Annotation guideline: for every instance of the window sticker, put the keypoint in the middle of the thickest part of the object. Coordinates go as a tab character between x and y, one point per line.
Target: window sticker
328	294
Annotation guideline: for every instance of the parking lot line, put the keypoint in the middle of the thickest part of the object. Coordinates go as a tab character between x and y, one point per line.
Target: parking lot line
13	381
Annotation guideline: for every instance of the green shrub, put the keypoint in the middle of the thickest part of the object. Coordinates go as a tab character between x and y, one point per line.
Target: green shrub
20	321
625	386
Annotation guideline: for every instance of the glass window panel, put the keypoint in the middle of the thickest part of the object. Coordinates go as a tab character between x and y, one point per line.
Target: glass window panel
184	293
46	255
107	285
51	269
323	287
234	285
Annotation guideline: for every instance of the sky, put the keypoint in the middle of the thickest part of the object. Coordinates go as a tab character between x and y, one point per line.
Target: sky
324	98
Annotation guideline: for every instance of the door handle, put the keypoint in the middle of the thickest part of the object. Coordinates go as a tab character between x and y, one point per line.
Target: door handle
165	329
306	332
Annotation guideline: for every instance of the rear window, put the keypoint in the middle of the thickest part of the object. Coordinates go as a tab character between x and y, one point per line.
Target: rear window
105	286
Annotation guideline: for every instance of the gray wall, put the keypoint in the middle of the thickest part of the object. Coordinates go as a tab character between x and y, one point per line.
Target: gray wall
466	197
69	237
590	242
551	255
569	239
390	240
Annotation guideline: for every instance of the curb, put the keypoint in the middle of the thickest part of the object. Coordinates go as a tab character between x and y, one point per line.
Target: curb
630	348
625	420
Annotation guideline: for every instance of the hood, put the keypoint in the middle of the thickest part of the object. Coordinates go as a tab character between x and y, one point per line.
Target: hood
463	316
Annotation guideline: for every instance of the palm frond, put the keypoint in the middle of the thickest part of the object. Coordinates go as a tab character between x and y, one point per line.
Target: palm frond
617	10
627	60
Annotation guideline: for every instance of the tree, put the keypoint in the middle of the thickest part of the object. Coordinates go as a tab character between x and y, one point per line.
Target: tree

● TASK DETAILS:
Could you quote, exactly as they appear, the line containing "Annotation guideline: for every instance of the sky, put" and every line after it to the end of the records above?

● RESPONSE:
Annotation guideline: for every instance of the sky, put the keypoint in the middle of the thickest part of the object. Coordinates go as a tab character between x and y, one point per line.
Target: sky
324	98
Annotation guideline: for every instance of the door handle, put the keypoint in the middle of the thickest part of the object. Coordinates go as a tab character between x and y, one point per line.
Target: door handle
165	329
306	332
Annotation guideline: for every instance of the rear window, put the keypoint in the middle of the thickest part of the object. Coordinates go as a tab character between x and y, one point per line.
Target: rear window
105	286
Annotation guideline: for every instance of the gray wall, put the keypoint in the middle of the thickest part of the object. Coordinates go as a tab character between x and y, one point per line.
Target: gray wall
466	197
69	237
590	242
551	255
569	239
390	240
Annotation guideline: for every instance of the curb, put the keypoint in the middle of the thickest part of the object. Coordinates go as a tab character between x and y, one point per line.
Target: curb
630	348
625	420
Annotation guideline: for every instance of the hood, put the keypoint in the middle of the thickest part of the object. Coordinates go as a tab character between x and y, one point per line.
Target: hood
463	316
Annotation guideline: for every instance of the palm frond, put the keypoint in the middle of the thickest part of the object. Coordinates go as a tab character between x and y, one point per line.
Target: palm frond
617	10
627	60
Annotation guideline: for every instance of the tree, put the keypoint in the middle of the thickest part of the object. Coordinates go as a tab character between x and y, one point per line.
Target: tree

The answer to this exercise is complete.